*BRANO DEL TESTO*:
· · ·
Non solo: il secondo piano della casa signorile, le alte stanze aperte al circolo dell’aria sotto agli incastri azzurri dei soffitti, ospita una mostra consacrata alla carriera longeva e prolifica di Raul Martínez, esponente di spicco della transizione vissuta dal paese fra gli anni cinquanta e gli anni settanta, quando al gangsterismo politico di Fulgencio Batista seguirono le aspirazioni popolari della Revolución, la svelta silhouette del Granma a far da spartiacque.
Martínez è, in questo senso, figura laureata nell’olimpo nazionale. Nato nel 1927, si è visto celebrare – ormai maggiore – in una grande retrospettiva nel parallelepipedo modernista del Museo nacional fra il luglio e il settembre del 1988; avrebbe poi avviato nel ’95 il Premio Nacional de Artes Plásticas, venendo insignito dell’onorificenza nell’edizione inaugurale di quella cerimonia governativa. Pure il Centro Lam non ne ospita oggi per la prima volta una monografica: nel ’94 ha proposto una scelta della sua produzione estrema, in anticipo di pochi mesi sulla scomparsa del pittore. Del resto, un volume importante per l’analisi delle tendenze correnti a L’Avana alla fine del secolo come l’indagine pubblicata da Luis Camnitzer sempre nel ’94, lo includeva – assieme a Umberto Peña e Ana Mendieta – fra i precursori più autorevoli per la generazione seguente, quella attiva dagli anni ottanta, prescegliendone l’esempio a partire dagli attestati di stima dei più giovani colleghi.
· · ·
*DA SVOLGERE*:
[1] Indica se ciascuna affermazione concorda con il brano su Raul Martínez, rispondendo sì o no e citando alla lettera le parole decisive: (a) Martínez è nato nel 1927; (b) la retrospettiva al Museo nacional si tenne nel 1994; (c) il Centro Lam ospita oggi per la prima volta una sua monografica.
[2] Trascrivi dal brano su Raul Martínez il passo che inizia con le parole "Non solo: il"; fermati dopo le parole "far da spartiacque.".

*Righe da un dataset di etichettatura con riquadri*:
· · ·
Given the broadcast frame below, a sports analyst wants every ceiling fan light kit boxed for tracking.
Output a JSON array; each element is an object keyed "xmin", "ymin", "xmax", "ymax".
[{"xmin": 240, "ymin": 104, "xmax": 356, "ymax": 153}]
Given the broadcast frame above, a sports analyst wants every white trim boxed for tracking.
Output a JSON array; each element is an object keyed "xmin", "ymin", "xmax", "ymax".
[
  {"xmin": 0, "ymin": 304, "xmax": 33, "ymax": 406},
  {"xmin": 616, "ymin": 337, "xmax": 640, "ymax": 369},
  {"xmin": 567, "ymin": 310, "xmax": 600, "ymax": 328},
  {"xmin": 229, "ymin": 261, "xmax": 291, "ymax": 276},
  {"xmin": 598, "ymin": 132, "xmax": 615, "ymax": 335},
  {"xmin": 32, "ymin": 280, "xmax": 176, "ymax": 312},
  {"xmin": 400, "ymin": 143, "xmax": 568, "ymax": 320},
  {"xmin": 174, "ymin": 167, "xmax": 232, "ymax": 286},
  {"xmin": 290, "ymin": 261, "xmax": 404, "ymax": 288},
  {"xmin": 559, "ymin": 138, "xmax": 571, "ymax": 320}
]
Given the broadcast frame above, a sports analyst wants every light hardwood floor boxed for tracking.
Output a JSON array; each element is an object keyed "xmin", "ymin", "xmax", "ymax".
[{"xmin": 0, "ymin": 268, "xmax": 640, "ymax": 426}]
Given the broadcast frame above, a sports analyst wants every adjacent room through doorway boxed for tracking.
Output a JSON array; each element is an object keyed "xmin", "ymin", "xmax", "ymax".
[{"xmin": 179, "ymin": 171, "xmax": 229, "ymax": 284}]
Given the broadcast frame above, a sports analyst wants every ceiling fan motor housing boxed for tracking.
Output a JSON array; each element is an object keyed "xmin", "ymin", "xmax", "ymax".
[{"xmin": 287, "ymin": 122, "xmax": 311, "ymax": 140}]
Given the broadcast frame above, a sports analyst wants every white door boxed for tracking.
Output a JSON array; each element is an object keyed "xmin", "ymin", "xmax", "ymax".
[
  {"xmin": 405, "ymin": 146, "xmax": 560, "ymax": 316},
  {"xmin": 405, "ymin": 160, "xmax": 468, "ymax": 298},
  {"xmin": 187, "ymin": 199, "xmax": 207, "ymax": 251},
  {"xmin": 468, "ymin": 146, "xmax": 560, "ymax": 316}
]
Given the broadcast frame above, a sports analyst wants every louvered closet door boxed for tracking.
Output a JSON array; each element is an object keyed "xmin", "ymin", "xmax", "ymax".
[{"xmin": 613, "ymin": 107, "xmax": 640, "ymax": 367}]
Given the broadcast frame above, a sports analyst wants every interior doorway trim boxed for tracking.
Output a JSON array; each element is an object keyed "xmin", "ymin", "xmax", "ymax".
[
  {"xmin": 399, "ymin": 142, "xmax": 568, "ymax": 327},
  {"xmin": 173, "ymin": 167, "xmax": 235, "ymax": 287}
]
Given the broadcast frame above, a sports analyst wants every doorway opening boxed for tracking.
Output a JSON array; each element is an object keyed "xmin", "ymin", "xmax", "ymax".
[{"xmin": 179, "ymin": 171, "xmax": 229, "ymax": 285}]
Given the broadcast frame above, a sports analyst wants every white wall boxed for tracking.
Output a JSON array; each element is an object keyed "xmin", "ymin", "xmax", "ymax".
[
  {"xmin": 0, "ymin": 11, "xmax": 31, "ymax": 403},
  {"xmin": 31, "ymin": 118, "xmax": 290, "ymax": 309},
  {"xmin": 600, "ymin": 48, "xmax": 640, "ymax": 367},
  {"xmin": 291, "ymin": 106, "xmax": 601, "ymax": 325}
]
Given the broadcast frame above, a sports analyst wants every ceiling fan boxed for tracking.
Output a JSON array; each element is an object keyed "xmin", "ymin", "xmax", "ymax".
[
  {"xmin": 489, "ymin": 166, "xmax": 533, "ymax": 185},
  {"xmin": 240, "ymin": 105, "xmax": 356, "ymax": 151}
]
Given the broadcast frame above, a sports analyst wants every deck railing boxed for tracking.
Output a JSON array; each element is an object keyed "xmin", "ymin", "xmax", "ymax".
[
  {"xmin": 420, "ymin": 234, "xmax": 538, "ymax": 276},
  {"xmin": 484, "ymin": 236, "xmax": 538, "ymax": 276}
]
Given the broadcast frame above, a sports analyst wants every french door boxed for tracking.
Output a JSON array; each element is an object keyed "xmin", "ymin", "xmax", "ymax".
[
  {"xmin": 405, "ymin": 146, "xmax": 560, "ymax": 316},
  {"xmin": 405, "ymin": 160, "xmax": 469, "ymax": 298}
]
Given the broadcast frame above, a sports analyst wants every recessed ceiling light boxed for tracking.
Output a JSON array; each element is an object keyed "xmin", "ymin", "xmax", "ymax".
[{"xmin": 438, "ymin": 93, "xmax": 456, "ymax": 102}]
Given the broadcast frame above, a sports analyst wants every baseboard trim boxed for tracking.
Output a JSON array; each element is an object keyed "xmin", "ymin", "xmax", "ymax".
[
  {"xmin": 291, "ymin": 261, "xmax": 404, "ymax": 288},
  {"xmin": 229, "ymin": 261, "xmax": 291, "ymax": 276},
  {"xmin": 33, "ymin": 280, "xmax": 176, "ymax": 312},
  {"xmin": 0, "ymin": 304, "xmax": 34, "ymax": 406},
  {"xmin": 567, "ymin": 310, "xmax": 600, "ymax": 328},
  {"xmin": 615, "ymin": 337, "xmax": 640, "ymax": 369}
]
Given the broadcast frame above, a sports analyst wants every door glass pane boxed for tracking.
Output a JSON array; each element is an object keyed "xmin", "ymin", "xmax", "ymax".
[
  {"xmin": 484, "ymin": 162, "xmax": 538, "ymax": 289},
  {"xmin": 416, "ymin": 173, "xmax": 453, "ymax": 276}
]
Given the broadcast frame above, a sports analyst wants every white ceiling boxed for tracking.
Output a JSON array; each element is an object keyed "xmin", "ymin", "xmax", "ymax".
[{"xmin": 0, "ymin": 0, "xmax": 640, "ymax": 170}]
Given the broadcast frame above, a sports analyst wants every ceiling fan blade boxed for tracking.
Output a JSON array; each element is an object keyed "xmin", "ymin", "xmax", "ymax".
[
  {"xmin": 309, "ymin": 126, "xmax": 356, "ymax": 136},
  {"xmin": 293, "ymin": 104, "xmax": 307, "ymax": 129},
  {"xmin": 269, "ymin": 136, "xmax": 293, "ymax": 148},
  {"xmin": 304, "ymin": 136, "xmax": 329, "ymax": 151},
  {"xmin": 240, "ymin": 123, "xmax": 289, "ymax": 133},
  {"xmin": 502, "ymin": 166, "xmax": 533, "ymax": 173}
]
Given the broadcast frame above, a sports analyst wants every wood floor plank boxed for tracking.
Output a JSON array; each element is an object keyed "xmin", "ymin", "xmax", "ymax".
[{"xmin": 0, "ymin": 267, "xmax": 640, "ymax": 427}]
· · ·
*RISPOSTE ATTESE*:
[1]
(a) Sì: «Nato nel 1927».
(b) No: «in una grande retrospettiva nel parallelepipedo modernista del Museo nacional fra il luglio e il settembre del 1988».
(c) No: «Pure il Centro Lam non ne ospita oggi per la prima volta una monografica».

[2]
Non solo: il secondo piano della casa signorile, le alte stanze aperte al circolo dell’aria sotto agli incastri azzurri dei soffitti, ospita una mostra consacrata alla carriera longeva e prolifica di Raul Martínez, esponente di spicco della transizione vissuta dal paese fra gli anni cinquanta e gli anni settanta, quando al gangsterismo politico di Fulgencio Batista seguirono le aspirazioni popolari della Revolución, la svelta silhouette del Granma a far da spartiacque.